──────── Supplied records ────────
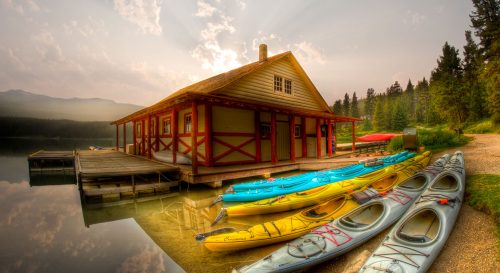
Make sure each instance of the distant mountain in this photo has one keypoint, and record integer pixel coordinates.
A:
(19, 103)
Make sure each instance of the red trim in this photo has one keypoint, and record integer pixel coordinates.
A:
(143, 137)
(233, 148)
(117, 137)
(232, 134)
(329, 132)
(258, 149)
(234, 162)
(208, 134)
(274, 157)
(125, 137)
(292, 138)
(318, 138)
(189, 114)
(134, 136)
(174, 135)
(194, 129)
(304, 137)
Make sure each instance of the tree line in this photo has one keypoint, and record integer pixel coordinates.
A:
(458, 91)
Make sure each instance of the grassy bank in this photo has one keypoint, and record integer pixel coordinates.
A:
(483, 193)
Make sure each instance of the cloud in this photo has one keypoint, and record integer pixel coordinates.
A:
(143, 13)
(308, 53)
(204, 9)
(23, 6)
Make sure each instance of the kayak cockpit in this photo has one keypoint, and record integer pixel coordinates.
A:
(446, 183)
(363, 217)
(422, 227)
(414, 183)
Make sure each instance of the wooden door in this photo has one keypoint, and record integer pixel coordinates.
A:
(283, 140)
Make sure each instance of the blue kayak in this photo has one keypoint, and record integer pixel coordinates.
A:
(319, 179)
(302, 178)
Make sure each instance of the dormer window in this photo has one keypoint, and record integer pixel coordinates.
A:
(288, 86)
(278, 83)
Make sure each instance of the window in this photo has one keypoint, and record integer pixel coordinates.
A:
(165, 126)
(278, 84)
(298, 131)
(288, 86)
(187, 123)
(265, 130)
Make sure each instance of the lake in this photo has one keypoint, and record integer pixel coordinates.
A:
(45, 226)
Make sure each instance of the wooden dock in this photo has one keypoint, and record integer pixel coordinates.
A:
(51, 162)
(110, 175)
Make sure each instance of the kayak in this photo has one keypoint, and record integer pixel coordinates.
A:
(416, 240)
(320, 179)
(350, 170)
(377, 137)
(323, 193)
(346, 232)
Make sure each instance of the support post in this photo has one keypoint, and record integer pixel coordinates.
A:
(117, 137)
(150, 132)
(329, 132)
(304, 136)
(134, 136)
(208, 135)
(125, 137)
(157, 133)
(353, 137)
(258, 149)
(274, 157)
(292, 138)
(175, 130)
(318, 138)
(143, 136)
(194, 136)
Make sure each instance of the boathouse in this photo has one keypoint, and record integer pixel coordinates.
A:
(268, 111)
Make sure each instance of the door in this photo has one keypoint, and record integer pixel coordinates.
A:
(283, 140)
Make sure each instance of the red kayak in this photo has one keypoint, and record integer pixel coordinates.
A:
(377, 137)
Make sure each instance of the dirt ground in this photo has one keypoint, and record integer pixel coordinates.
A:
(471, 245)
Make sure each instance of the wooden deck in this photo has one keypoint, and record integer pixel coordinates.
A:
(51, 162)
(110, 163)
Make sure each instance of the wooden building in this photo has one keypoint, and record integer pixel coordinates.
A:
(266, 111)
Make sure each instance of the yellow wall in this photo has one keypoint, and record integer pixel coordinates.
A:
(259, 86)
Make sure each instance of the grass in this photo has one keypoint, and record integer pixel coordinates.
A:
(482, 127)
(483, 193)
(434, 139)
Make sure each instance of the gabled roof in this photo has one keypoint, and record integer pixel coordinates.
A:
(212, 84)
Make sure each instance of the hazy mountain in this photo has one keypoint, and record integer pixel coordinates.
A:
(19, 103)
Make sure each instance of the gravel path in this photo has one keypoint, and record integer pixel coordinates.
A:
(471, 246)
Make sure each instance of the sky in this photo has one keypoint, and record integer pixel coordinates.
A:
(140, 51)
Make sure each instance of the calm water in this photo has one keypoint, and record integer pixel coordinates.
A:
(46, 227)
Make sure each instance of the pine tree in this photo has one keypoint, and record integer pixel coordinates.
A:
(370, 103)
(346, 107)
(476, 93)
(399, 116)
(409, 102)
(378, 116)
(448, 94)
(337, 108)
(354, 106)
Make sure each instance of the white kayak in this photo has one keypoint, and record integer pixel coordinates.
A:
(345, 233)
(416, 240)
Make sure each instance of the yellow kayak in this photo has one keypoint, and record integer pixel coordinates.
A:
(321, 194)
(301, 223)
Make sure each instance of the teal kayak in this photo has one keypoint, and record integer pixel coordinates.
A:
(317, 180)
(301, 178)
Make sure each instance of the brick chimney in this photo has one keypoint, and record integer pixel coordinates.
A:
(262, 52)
────────
──────── Supplied records ────────
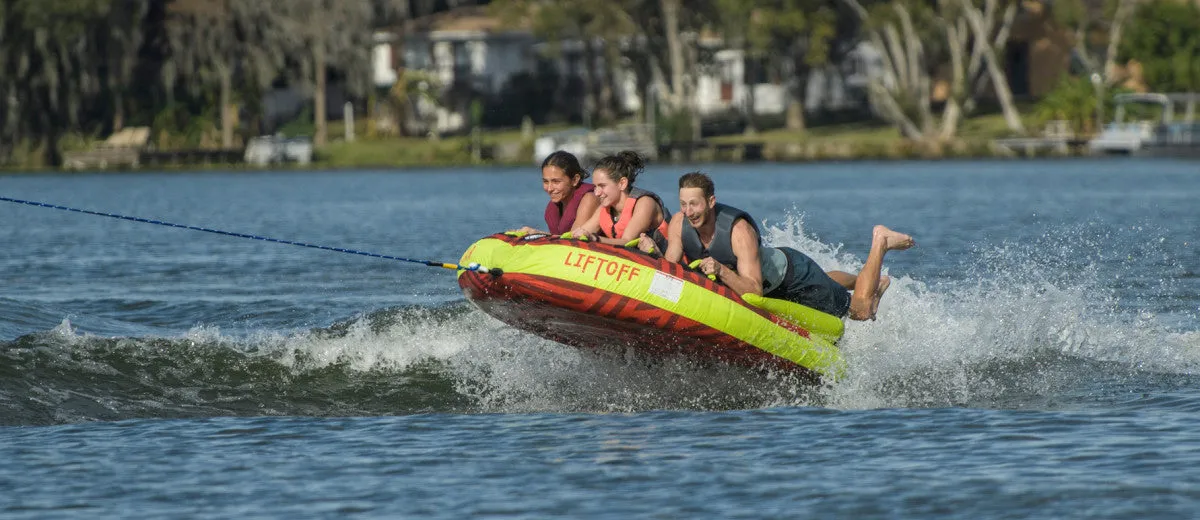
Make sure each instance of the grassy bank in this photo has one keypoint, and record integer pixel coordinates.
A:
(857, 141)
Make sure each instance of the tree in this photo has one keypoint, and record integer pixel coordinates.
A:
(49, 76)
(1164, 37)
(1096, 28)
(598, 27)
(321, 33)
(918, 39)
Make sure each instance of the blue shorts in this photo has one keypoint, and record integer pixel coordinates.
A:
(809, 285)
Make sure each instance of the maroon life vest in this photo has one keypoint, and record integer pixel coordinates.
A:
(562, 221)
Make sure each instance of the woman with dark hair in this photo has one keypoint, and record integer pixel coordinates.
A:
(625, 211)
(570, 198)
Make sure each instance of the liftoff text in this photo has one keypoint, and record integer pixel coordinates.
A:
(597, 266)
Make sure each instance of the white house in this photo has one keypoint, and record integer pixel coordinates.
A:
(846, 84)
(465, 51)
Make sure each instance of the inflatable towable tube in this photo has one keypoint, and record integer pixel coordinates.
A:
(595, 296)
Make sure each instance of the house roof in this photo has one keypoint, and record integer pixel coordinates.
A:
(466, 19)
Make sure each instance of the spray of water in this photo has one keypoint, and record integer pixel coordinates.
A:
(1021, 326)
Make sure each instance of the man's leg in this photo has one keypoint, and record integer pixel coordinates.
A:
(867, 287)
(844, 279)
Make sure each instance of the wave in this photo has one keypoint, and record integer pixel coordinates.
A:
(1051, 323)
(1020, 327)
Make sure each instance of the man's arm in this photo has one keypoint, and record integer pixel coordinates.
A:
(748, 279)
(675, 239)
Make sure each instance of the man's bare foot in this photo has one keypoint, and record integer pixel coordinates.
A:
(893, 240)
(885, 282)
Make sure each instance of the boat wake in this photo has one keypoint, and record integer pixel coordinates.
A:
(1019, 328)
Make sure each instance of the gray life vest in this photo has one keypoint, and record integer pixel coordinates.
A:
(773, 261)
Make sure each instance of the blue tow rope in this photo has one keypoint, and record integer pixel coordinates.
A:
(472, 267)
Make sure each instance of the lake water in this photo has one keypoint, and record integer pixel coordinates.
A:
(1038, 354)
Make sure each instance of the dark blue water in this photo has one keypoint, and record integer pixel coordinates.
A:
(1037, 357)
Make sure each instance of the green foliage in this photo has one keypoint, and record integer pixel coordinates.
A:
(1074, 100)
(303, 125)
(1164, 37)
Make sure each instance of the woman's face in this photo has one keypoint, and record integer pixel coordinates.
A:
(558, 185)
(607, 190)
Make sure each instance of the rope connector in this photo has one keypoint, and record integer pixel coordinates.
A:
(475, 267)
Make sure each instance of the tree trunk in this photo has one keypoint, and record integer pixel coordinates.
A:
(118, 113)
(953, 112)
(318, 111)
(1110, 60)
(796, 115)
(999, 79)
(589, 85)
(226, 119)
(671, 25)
────────
■ Task details
Look through the data and gather every line with the string "mountain" in it.

■ Response to the exercise
Make sure each instance of the distant mountain in this photo has one keypoint, and record integer pixel coordinates.
Make sure each instance of the hazy mountain in this photo has one keypoint, and record integer pixel coordinates.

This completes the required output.